The exercise: Rewrite the records from their start through the line containing "M 272 231 L", both ends included. Swap "small square window" for "small square opening", change nothing else, and leave the pictures out.

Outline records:
····················

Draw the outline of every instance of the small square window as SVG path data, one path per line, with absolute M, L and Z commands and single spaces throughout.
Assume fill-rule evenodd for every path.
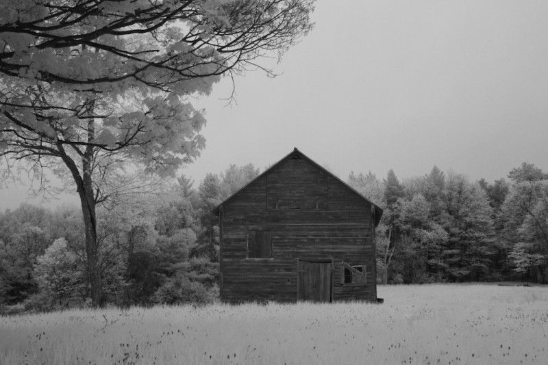
M 342 262 L 342 284 L 366 284 L 366 271 L 364 265 L 349 265 Z
M 272 231 L 251 230 L 247 233 L 249 258 L 272 258 Z

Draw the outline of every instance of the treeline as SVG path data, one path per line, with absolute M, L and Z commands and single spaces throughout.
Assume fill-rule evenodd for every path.
M 508 180 L 472 182 L 436 166 L 421 177 L 349 184 L 384 209 L 377 230 L 382 283 L 548 280 L 548 174 L 532 164 Z
M 97 213 L 105 302 L 206 303 L 218 297 L 219 227 L 212 209 L 259 174 L 249 164 L 128 194 Z M 548 174 L 534 165 L 508 180 L 472 182 L 434 166 L 400 181 L 351 173 L 348 184 L 384 209 L 378 281 L 545 283 Z M 0 312 L 89 305 L 84 228 L 77 206 L 21 204 L 0 214 Z
M 97 211 L 105 303 L 206 303 L 219 296 L 219 228 L 213 208 L 254 178 L 251 165 L 184 176 L 155 193 L 119 197 Z M 0 313 L 90 306 L 79 207 L 28 204 L 0 214 Z

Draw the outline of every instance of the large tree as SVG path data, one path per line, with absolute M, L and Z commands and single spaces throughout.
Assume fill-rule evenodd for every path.
M 314 0 L 19 0 L 0 13 L 0 156 L 66 174 L 94 306 L 96 206 L 129 161 L 171 172 L 203 148 L 189 98 L 260 68 L 312 27 Z M 269 70 L 265 69 L 266 71 Z M 116 189 L 114 189 L 116 190 Z

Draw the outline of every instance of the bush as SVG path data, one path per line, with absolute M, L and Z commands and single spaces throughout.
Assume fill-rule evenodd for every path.
M 201 283 L 192 282 L 186 277 L 177 275 L 168 279 L 151 299 L 158 304 L 206 304 L 214 301 L 218 295 L 219 287 L 216 285 L 208 289 Z

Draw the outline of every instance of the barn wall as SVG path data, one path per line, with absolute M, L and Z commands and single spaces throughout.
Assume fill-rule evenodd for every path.
M 297 259 L 334 260 L 335 300 L 376 299 L 371 206 L 304 159 L 288 159 L 220 210 L 221 299 L 297 299 Z M 273 258 L 247 258 L 247 232 L 273 232 Z M 340 262 L 366 265 L 365 286 L 341 286 Z

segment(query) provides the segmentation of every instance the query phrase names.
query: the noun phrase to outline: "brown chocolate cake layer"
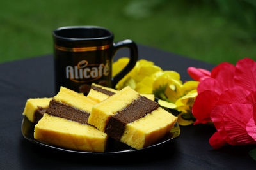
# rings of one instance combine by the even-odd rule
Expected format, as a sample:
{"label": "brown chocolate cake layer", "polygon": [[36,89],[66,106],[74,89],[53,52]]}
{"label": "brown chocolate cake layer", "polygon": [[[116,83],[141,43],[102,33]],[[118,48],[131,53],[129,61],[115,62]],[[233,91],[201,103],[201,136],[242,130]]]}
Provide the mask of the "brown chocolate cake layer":
{"label": "brown chocolate cake layer", "polygon": [[158,107],[157,103],[140,96],[127,107],[110,117],[105,132],[120,141],[127,124],[144,117]]}
{"label": "brown chocolate cake layer", "polygon": [[35,111],[35,123],[37,124],[38,121],[43,117],[44,114],[46,113],[47,108],[43,108],[38,106],[38,109]]}
{"label": "brown chocolate cake layer", "polygon": [[83,124],[87,124],[90,116],[90,113],[85,111],[54,100],[50,101],[46,113],[52,116],[64,118]]}
{"label": "brown chocolate cake layer", "polygon": [[104,93],[108,96],[111,96],[112,95],[114,95],[115,93],[111,91],[109,91],[108,90],[104,89],[100,87],[97,87],[94,85],[92,85],[91,88],[93,89],[94,90],[96,90],[99,92]]}

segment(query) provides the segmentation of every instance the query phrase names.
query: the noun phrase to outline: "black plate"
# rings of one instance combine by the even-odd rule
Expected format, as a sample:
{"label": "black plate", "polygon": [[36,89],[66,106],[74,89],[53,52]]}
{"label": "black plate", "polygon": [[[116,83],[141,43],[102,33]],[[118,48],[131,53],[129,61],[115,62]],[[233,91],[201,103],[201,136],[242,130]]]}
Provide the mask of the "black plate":
{"label": "black plate", "polygon": [[159,141],[157,143],[151,145],[150,146],[139,150],[136,150],[134,148],[132,148],[123,143],[116,141],[114,139],[111,139],[111,138],[109,138],[105,152],[99,153],[99,152],[83,152],[83,151],[65,149],[64,148],[61,148],[58,146],[51,145],[49,144],[42,143],[40,141],[34,139],[34,128],[35,128],[35,124],[31,122],[29,120],[28,120],[28,119],[26,117],[24,117],[21,125],[21,132],[25,139],[28,139],[28,141],[55,150],[58,150],[67,152],[90,154],[90,155],[118,154],[118,153],[136,152],[145,150],[148,150],[152,148],[155,148],[156,146],[166,144],[167,143],[172,141],[172,139],[179,137],[180,134],[180,127],[178,124],[176,123],[174,127],[171,129],[170,133],[166,135],[164,138],[163,138],[163,139]]}

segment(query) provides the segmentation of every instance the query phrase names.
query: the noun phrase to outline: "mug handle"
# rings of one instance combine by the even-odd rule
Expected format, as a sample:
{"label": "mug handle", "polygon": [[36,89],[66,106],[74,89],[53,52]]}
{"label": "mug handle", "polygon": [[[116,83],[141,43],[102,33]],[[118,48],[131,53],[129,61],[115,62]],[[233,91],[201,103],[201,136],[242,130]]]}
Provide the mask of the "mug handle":
{"label": "mug handle", "polygon": [[130,60],[128,64],[115,76],[112,78],[112,87],[115,88],[117,83],[125,76],[134,66],[138,60],[138,48],[136,43],[130,39],[125,39],[113,44],[113,56],[117,50],[122,48],[128,48],[130,50]]}

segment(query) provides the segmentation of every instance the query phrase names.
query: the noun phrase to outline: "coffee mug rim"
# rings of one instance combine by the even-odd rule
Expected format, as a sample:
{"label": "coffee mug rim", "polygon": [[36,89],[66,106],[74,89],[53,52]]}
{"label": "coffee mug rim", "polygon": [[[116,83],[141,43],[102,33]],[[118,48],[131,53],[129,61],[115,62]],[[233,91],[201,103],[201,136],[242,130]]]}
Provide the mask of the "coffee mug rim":
{"label": "coffee mug rim", "polygon": [[[64,37],[64,36],[58,36],[56,34],[56,32],[58,31],[61,30],[64,30],[64,29],[100,29],[105,30],[108,31],[109,33],[109,36],[103,36],[103,37],[98,37],[98,38],[67,38],[67,37]],[[103,40],[103,39],[108,39],[109,38],[111,38],[113,37],[114,34],[113,32],[109,30],[108,29],[102,27],[99,27],[99,26],[93,26],[93,25],[89,25],[89,26],[65,26],[65,27],[58,27],[56,29],[54,29],[52,31],[52,35],[54,37],[56,38],[59,38],[61,39],[66,40],[66,41],[90,41],[90,40]]]}

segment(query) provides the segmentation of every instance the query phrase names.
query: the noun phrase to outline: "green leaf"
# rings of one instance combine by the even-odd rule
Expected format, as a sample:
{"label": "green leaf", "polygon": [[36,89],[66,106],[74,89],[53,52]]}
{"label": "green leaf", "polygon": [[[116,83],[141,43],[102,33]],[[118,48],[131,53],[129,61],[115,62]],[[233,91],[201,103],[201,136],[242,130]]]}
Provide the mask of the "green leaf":
{"label": "green leaf", "polygon": [[167,84],[161,85],[157,89],[155,89],[153,92],[155,97],[159,99],[166,100],[167,97],[164,95],[165,89],[166,89]]}
{"label": "green leaf", "polygon": [[251,150],[249,152],[249,155],[254,160],[256,160],[256,149]]}

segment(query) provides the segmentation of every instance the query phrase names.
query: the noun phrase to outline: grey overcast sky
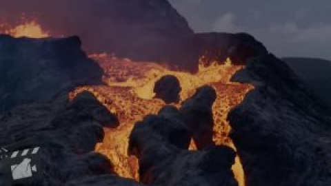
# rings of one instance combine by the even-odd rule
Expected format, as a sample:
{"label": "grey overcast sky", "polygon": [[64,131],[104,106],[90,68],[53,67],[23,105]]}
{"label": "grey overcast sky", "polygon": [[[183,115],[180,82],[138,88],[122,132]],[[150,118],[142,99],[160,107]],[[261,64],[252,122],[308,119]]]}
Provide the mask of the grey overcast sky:
{"label": "grey overcast sky", "polygon": [[278,56],[331,59],[330,0],[170,0],[196,32],[245,32]]}

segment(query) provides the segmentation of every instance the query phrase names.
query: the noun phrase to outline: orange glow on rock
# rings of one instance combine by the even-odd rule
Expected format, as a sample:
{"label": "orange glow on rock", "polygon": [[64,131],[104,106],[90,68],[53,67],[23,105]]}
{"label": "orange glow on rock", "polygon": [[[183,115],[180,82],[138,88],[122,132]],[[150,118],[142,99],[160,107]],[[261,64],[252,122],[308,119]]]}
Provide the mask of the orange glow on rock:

····················

The solution:
Draw the outline of every instance of the small square opening as SVG path data, one path per line, with absolute M, L and Z commands and single spaces throughout.
Assume fill-rule evenodd for every path.
M 342 262 L 342 284 L 366 284 L 366 271 L 364 265 L 349 265 Z
M 272 231 L 251 230 L 247 233 L 249 258 L 272 258 Z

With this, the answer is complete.